__PROBLEM STATEMENT__
Can you copy down the lines of the data below verbatim, from the line containing "task: trace the outline of every instance of the car" up to and including the line containing "[[[209,95],[204,98],[195,119],[282,120],[274,96]]]"?

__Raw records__
☆ ☆ ☆ ☆ ☆
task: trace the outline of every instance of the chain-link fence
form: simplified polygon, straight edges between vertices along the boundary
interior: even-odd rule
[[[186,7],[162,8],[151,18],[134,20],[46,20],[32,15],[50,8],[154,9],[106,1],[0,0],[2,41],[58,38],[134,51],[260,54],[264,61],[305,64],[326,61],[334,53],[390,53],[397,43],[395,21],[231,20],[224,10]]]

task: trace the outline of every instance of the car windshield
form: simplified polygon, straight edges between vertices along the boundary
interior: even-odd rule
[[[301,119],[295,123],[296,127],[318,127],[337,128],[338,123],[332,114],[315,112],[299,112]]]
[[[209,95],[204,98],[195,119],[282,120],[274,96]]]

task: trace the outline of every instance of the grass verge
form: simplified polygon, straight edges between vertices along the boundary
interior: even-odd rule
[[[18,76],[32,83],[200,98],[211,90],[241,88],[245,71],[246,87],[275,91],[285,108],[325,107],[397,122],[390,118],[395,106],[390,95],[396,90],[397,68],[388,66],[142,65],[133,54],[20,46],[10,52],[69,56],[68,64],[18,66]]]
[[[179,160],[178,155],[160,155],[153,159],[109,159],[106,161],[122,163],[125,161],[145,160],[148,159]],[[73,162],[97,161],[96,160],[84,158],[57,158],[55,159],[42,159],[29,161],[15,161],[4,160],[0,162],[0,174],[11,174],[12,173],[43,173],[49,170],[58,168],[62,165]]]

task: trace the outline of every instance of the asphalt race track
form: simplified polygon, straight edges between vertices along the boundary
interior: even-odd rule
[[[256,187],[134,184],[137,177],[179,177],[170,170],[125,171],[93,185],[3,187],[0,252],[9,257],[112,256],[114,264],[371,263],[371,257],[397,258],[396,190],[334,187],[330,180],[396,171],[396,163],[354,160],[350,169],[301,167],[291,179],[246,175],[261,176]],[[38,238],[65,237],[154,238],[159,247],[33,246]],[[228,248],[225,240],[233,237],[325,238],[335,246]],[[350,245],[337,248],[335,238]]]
☆ ☆ ☆ ☆ ☆
__SOLUTION FOR THIS EXERCISE__
task: trace the outline of every instance of the car windshield
form: simplified polygon, straight edges between vertices along the boundary
interior: even-odd rule
[[[301,119],[295,123],[296,127],[318,127],[337,128],[338,123],[332,114],[315,112],[299,112]]]
[[[209,95],[204,98],[195,119],[282,120],[274,96]]]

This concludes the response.